● Extract:
-=-=-=-=-

Create Population Pyramid:

Create the population pyramid using the defined age groups and population data for males and females.

# Plot the population pyramid with age groups
d <- ggplot(combined, aes(x = age_group, y = males)) +
  geom_bar(stat = "identity", aes(fill = "Male"), position = "identity") +
  geom_bar(stat = "identity", aes(x = age_group, y = -females, fill = "Female"), position = "identity") +
  scale_fill_manual(name = "  ", values = c("Male" = "cyan", "Female" = "pink")) +
  labs(x = "Age Group", y = "Population", title = "Population Pyramid by Age Group") +
  theme_minimal() +
  coord_flip()

# Enregistrement du graphique en PNG
png("Plotthepopulationpyramidwithagegroups.png", width = 480, height = 300, units = "px")
print(d)
dev.off()

Enhanced Population Pyramid Plot Using Lines:

Create an enhanced population pyramid plot using lines for a clearer representation.

# Enhanced population pyramid plot using lines
e <- ggplot(combined, aes(x = age_group, y = males)) +
  geom_line(aes(color = "Male"), size = 1.2, group = 1) +
  geom_line(aes(x = age_group, y = -females, color = "Female"), size = 1.2, group = 1) +
  scale_color_manual(name = "  ", values = c("Male" = "cyan", "Female" = "pink")) +
  labs(x = "Age Group", y = "Population", title = "Population Pyramid by Age Group") +
  theme_minimal() +
  theme(
    plot.title = element_text(size = 16, face = "bold", hjust = 0.5),
    axis.title.x = element_text(size = 14),
    axis.title.y = element_text(size = 14),
    axis.text.x = element_text(size = 12, angle = 45, hjust = 1),  # Rotate x-axis text for better readability
    axis.text.y = element_text(size = 12),
    legend.position = "top",
    legend.title = element_text(size = 14),
    legend.text = element_text(size = 12),
    panel.grid.major = element_line(color = "grey80", size = 0.5),  # Add major gridlines
    panel.grid.minor = element_line(color = "grey90", size = 0.25)  # Add minor gridlines
  ) +
  scale_y_continuous(labels = abs) +
  coord_flip()

-=-=-=-=-

● Problem statement: Copy the population pyramid walkthrough word for word, starting with "# Enregistrement du" and going on through "a clearer representation.". The data that comes next has no connection to the population pyramid walkthrough.

● Data segment:
-=-=-=-=-

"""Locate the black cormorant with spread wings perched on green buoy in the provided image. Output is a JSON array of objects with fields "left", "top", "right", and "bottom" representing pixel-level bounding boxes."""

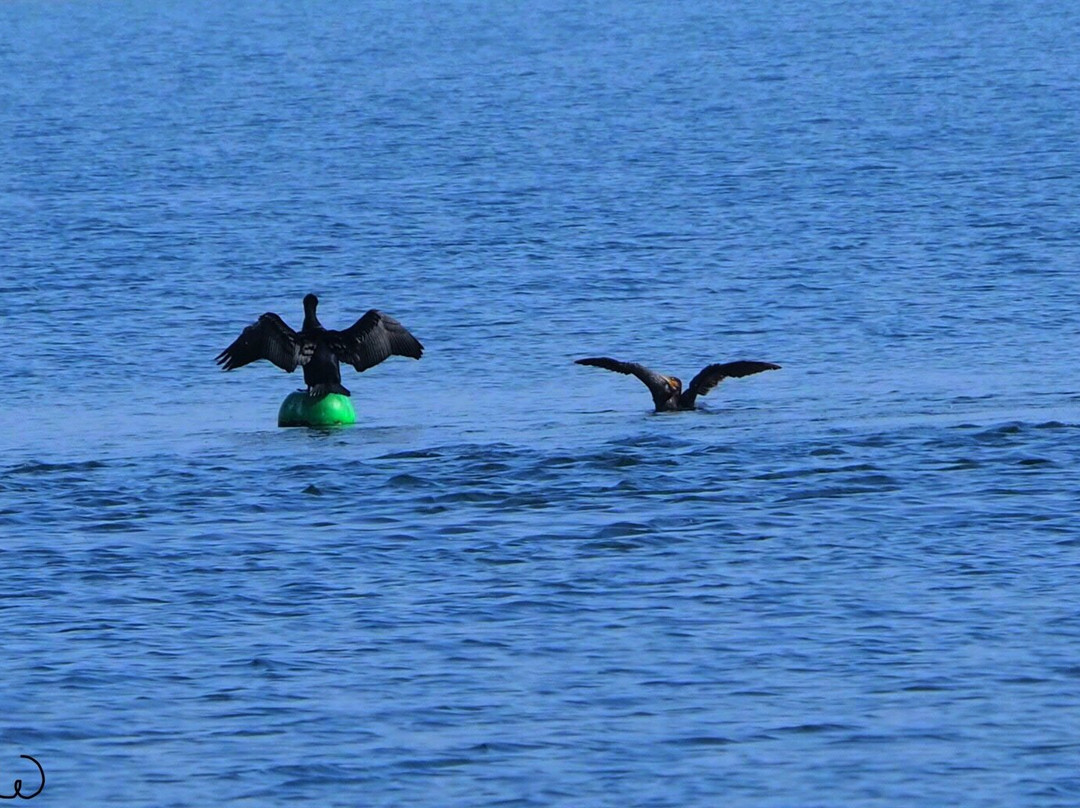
[{"left": 215, "top": 295, "right": 423, "bottom": 396}]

-=-=-=-=-

● Result:
# Enregistrement du graphique en PNG
png("Plotthepopulationpyramidwithagegroups.png", width = 480, height = 300, units = "px")
print(d)
dev.off()

Enhanced Population Pyramid Plot Using Lines:

Create an enhanced population pyramid plot using lines for a clearer representation.